─── Ausgewählte Einträge ───
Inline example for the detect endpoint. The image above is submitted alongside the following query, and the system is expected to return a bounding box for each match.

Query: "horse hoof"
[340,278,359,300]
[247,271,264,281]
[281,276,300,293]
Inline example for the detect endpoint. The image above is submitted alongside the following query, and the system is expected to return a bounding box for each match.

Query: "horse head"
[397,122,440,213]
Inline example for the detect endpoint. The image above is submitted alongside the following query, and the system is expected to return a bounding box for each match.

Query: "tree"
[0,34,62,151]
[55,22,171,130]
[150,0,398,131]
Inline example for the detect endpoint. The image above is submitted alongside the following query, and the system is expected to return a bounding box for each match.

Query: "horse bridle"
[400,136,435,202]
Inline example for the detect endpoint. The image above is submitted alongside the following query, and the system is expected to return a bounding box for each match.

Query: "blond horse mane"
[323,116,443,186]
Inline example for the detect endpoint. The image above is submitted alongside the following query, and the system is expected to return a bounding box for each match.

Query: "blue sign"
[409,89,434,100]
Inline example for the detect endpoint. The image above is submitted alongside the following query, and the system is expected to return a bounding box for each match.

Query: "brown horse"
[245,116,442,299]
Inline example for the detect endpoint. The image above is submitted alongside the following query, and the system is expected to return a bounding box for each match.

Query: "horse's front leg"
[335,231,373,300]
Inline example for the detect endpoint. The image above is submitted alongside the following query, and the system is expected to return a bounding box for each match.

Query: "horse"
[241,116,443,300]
───
● **Ziel der Aufgabe**
Gib an, wie viele Zeilen der Einträge die Zeichenfolge „horse“ enthalten. Nenne nur die Zahl.

● **Ausgearbeitete Lösung**
7